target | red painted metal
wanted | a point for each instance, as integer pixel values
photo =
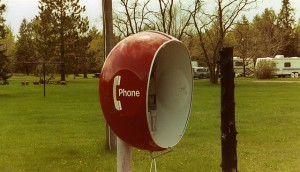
(127, 68)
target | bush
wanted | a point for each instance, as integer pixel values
(265, 69)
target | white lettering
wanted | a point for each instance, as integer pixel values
(129, 93)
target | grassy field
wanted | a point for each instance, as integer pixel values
(65, 131)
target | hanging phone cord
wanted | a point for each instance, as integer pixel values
(153, 158)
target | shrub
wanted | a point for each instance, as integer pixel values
(265, 69)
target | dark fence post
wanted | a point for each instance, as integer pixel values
(228, 130)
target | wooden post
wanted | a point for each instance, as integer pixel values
(124, 156)
(228, 130)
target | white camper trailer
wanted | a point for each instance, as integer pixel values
(238, 66)
(285, 66)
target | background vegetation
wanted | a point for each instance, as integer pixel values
(62, 37)
(65, 131)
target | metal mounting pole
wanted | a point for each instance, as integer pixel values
(44, 77)
(228, 130)
(124, 156)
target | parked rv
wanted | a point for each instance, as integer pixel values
(285, 66)
(238, 66)
(201, 72)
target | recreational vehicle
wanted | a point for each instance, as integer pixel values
(285, 66)
(238, 66)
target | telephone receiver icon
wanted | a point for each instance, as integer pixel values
(117, 82)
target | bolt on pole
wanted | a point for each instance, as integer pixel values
(228, 130)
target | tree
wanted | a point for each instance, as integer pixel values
(170, 18)
(212, 28)
(63, 18)
(25, 48)
(269, 39)
(286, 22)
(242, 40)
(5, 70)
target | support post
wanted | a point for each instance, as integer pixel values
(124, 156)
(44, 78)
(228, 130)
(111, 138)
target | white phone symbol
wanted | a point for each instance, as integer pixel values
(117, 81)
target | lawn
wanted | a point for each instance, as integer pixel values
(65, 131)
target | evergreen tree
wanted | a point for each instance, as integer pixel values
(63, 18)
(25, 49)
(286, 22)
(5, 70)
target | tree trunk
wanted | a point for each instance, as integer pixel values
(111, 138)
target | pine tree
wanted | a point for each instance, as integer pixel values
(5, 70)
(65, 24)
(25, 49)
(286, 21)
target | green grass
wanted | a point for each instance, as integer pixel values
(65, 131)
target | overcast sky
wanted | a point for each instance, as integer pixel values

· · · · · · ·

> Task goal: The output is the records exactly as they read, with no pictures in it.

> Exercise output:
target | red painted metal
wanted | a point for each instance, as integer pixel values
photo =
(127, 68)
target | bush
wanted | a point for each instance, as integer pixel values
(265, 69)
target | white lettering
wanted | a point for each instance, as integer pixel values
(129, 93)
target | grassy field
wanted | a point for each instance, as integer pixel values
(65, 131)
target | hanging phone cord
wanted | a point for each instance, as integer pixel values
(153, 158)
target | shrub
wanted | a point for each instance, as integer pixel values
(265, 69)
target | dark fence post
wanted | a point for each instance, as integer pixel values
(228, 130)
target | wooden post
wanted | a point for each instance, as integer pixel values
(124, 156)
(228, 130)
target | white camper trailer
wanted | a point for each instance, as integer pixel values
(238, 66)
(285, 66)
target | background vegetation
wanted | a point for each instance, as integer pixel values
(62, 37)
(65, 131)
target | metal mounting pole
wanted | a point for each instance, as integer pixel values
(44, 77)
(228, 130)
(124, 156)
target | parked rv
wanted | a point for each instance, as integer pixel values
(285, 66)
(238, 66)
(201, 72)
target | recreational vehicle
wanted | a point for each instance, as integer pixel values
(285, 66)
(238, 66)
target | telephone receiver icon
wanted | a point for each instance, as integer pixel values
(117, 82)
target | bolt on pole
wanted | a point for each instance, as integer pixel values
(228, 130)
target | tree
wanted | a point for each instance, as integer pixel values
(170, 18)
(212, 28)
(63, 18)
(25, 48)
(269, 39)
(286, 22)
(242, 40)
(5, 70)
target | support post
wanted | a point for each instance, as integer pixel values
(124, 156)
(44, 78)
(228, 130)
(111, 138)
target | white phone symbol
wanted | a point for each instance, as integer pixel values
(117, 81)
target | lawn
wanted | a point for each instance, as integer pixel values
(65, 131)
target | evergreen tree
wanted | a point for each instance, as integer pixel values
(63, 18)
(25, 49)
(286, 22)
(5, 70)
target | tree trunk
wanted | a point for each instance, as integer pixel values
(111, 138)
target | pine tree
wanted | a point for each instance, as integer pixel values
(5, 70)
(65, 24)
(25, 49)
(286, 21)
target | green grass
wanted | a point for each instance, as integer pixel values
(65, 131)
target | overcast sky
wanted | a point for each instance, as integer pixel values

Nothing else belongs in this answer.